### [Activity]
Give back exactly the lines from the one that includes "Where can the spiky" to the last line below, both included, and no further lines.

○ ○ ○ ○ ○

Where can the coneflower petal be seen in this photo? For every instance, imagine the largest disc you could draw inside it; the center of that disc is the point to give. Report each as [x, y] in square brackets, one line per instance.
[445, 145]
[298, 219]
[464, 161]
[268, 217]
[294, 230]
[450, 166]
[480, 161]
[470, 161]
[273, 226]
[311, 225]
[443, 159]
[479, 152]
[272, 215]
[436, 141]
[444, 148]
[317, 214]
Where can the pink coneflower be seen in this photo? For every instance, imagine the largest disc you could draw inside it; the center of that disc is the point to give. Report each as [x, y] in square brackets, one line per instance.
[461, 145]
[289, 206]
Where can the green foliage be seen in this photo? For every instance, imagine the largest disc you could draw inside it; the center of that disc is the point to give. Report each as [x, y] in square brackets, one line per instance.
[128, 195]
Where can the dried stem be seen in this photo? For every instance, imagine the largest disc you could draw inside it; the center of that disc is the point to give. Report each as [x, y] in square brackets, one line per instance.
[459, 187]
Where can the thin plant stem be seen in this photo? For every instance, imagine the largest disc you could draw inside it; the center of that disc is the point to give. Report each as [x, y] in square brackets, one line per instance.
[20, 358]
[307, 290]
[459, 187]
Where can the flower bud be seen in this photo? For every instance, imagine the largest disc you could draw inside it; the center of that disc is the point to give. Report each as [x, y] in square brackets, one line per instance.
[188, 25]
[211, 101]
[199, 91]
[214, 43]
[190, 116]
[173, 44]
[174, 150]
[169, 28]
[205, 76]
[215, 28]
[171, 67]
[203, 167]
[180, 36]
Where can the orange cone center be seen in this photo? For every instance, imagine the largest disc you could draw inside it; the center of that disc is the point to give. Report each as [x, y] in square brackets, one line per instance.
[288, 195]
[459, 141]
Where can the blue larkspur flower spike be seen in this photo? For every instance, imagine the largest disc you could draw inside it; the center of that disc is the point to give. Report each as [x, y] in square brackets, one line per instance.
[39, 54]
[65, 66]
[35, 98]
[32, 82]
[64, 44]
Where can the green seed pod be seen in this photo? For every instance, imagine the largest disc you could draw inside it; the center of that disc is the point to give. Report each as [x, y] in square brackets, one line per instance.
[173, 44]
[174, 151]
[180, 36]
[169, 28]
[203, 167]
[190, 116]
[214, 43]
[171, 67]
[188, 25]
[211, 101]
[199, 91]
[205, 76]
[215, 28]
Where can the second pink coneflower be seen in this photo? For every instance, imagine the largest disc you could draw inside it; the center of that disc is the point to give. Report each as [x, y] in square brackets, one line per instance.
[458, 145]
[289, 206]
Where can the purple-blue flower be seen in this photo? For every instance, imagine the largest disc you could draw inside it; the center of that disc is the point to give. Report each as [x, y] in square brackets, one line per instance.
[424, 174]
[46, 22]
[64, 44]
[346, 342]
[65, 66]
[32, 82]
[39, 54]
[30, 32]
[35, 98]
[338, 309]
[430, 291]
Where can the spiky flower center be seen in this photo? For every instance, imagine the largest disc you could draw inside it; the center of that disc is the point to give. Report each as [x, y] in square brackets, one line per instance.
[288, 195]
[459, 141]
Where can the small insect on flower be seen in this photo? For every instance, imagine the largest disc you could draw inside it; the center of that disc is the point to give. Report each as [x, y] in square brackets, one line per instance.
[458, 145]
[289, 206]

○ ○ ○ ○ ○

### [Task output]
Where can the spiky flower center be seen in this photo? For every instance, imagine the largest disc you could draw inside it; the center of that disc is the point to give. Report each as [x, y] in square brackets, one line per instance.
[288, 195]
[459, 141]
Where can the small insect on flower be seen in this photo? For every instance, imagine the largest disc you could draw inside it; the center of that disc is the point to give. Report each as [x, y] in square brackets, one line per instance.
[458, 145]
[289, 206]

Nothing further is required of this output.